*** Testo in esame ***
Il che ci porta al problema del paesaggio brutto, dei ‘non-luoghi’.
Talvolta è difficile capire dove è il confine tra il brutto e il bello, ma secondo me la differenza la si ha quando si perde la percezione. Il problema di molta urbanizzazione – in gran parte della Svizzera, non solo in Ticino – è che nei fondovalle abbiamo perso la percezione dello spazio, non li guardiamo più perché pensiamo che il vero paesaggio sia lontano dalle città.
E così abbandoniamo questi spazi, li lasciamo all’economia, ai criteri di pura funzionalità. Dobbiamo chiedere delle qualità estetiche non solo nelle valli.

La sensibilità verso il paesaggio, anche quello urbano, è cambiata?
Sì, molto e anche in Ticino. La gente è più sensibile e devo dire che le autorità per la pianificazione del territorio e la protezione della natura e del paesaggio fanno un buon lavoro. Un impegno che apprezzo molto e che non c’era vent’anni fa.

Però negli anni Sessanta per il tracciato dell’autostrada è stato incaricato un architetto, Rino Tami, di supervisionare gli aspetti estetici. Oggi tutta questa attenzione non sembra più esserci.
In parte no, non c’è più. Ma io l’ho vista, ad esempio, con AlpTransit, dove quello che è stato costruito, come i portali dei tunnel, è stato fatto con idee anche raffinate di architetti. Per le ferrovie mi sembra sia stato fatto un lavoro di altissima qualità; per le strade è vero, in passato c’era una raffinatezza che oggi è venuta meno: sulle infrastrutture prevalgono considerazioni funzionali e di sicurezza che lasciano poco spazio alla tutela del paesaggio.
*** I dati ***
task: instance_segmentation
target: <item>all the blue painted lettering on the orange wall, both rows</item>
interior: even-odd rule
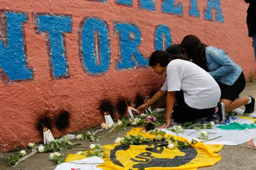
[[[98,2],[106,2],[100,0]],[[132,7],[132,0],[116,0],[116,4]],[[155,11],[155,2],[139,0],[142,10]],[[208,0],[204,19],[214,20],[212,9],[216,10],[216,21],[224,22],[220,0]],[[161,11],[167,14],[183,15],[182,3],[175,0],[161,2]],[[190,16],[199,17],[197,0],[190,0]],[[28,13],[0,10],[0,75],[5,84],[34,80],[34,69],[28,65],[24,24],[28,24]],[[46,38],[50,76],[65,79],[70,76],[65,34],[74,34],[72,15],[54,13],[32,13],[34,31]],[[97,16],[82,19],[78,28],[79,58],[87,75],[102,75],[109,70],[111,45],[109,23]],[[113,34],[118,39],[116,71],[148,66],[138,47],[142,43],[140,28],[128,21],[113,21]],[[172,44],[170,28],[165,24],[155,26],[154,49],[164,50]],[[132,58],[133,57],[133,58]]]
***
• **Quesiti da svolgere**:
a) Secondo il testo in esame, perché i fondovalle non vengono più guardati? Rispondi in una-tre frasi.
b) Estrai dal testo in esame, senza alcuna modifica, il passo da "Talvolta è difficile" a "urbano, è cambiata?".

• **Risposte ai quesiti**:
a) Non guardiamo più i fondovalle perché pensiamo che il vero paesaggio sia lontano dalle città. Per questo li abbandoniamo e li lasciamo all'economia e a criteri di pura funzionalità.

b)
Talvolta è difficile capire dove è il confine tra il brutto e il bello, ma secondo me la differenza la si ha quando si perde la percezione. Il problema di molta urbanizzazione – in gran parte della Svizzera, non solo in Ticino – è che nei fondovalle abbiamo perso la percezione dello spazio, non li guardiamo più perché pensiamo che il vero paesaggio sia lontano dalle città.
E così abbandoniamo questi spazi, li lasciamo all’economia, ai criteri di pura funzionalità. Dobbiamo chiedere delle qualità estetiche non solo nelle valli.

La sensibilità verso il paesaggio, anche quello urbano, è cambiata?